### [Given request a]
Copy out the dataset entries below word for word, starting at the line that contains "[mark] the white sea" and continuing to the last line of the entries.

[Begin Excerpted text]

Title: Geology of Parras Basin and Adjacent Areas of Northeastern Mexico

Author(s): A. E. Weidie (2), Grover E. Murray (3)

Abstract:

The Parras basin, in southern Coahuila and western Nuevo Leon, Mexico, contains 4,500-6,000 meters of Upper Cretaceous and lower Tertiary terrigenous sedimentary rocks. Approximately 1,500-2,100 meters of Lower Cretaceous carbonate rocks and 2,000-3,000 meters of Triassic and (or) Jurassic evaporites, carbonates, and terrigenous rocks flank parts of the basin and underlie large areas within the basin. The Triassic and (or) Jurassic sedimentary rocks exhibit complex facies relations. Lower Cretaceous carbonate rocks are remarkably uniform in large areas of northeastern Mexico. Most of the Upper Cretaceous and lower Tertiary sediments were deposited in a boot-shaped, shallow, subsiding basin between the present-day Sierra Madre Oriental and Coahuila platform.

The Upper Cretaceous-lower Tertiary Difunta Group displays intertonguing relations between two distinct lithic types: red, non-marine to brackish-water sandstone and shale alternate with gray to black, brackish-water to marine, calcareous sandstone and shale. Regionally the red strata pinch out or change facies toward the north and east in the basin where marine deposition was continuous from Late Cretaceous to early Tertiary time. Some redbeds change facies down depositional dip into gray marine strata. Red strata also have been discovered in the Upper Cretaceous Parras Shale, which normally is gray to black, calcareous shale, 1,200-1,500 meters thick.

During Paleocene or Eocene time, the sediments of the Parras basin were deformed contemporaneously with the adjacent Sierra Madre Oriental structural belt. Deformational intensity in the Upper Jurassic and Lower Cretaceous carbonate rocks of the nearby Sierra Madre appears to be related to the distribution and thickness of the "Minas Viejas" (Triassic and [or] Jurassic) evaporites. The type and degree of deformation within the Parras basin are not uniform as indicated by three factors. (1) Overturned folds and imbricate thrusts, which probably do not extend below the Parras Shale, characterize the constricted western part of the basin; (2) broad, elongate, open folds in the southeastern part extend downward to folds in Lower Cretaceous strata; and (3) broad, open, domal folds in the n rtheast are related to Lower Cretaceous uplifts on the surface and at depth.

[End Excerpted text]
[Begin The records]

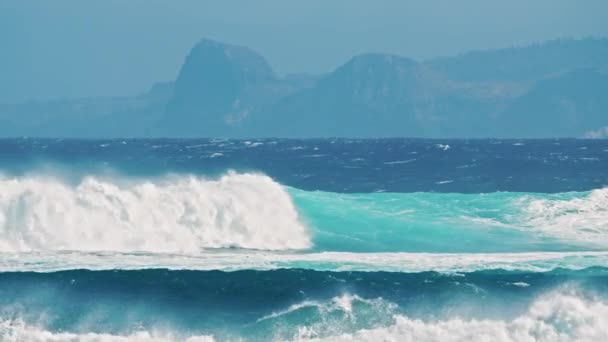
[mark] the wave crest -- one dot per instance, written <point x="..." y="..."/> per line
<point x="171" y="215"/>
<point x="558" y="316"/>
<point x="583" y="218"/>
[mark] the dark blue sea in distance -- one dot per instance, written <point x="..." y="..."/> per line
<point x="303" y="240"/>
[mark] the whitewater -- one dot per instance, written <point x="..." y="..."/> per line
<point x="303" y="240"/>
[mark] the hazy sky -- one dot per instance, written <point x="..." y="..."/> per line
<point x="75" y="48"/>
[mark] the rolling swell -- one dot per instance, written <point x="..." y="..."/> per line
<point x="188" y="214"/>
<point x="303" y="304"/>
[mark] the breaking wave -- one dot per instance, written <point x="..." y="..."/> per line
<point x="184" y="214"/>
<point x="559" y="316"/>
<point x="170" y="215"/>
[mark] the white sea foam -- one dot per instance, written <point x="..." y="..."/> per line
<point x="559" y="316"/>
<point x="179" y="214"/>
<point x="325" y="261"/>
<point x="18" y="331"/>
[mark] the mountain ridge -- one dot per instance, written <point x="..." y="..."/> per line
<point x="230" y="91"/>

[End The records]

### [Given request b]
According to the Parras basin abstract, how thick is the Parras Shale?

### [Result a]
[mark] the white sea foam -- one dot per instance, written <point x="..." y="..."/> per line
<point x="559" y="316"/>
<point x="179" y="214"/>
<point x="325" y="261"/>
<point x="18" y="331"/>
[mark] the mountain ridge -- one dot per instance, written <point x="..." y="..."/> per line
<point x="230" y="91"/>

### [Result b]
1,200-1,500 meters.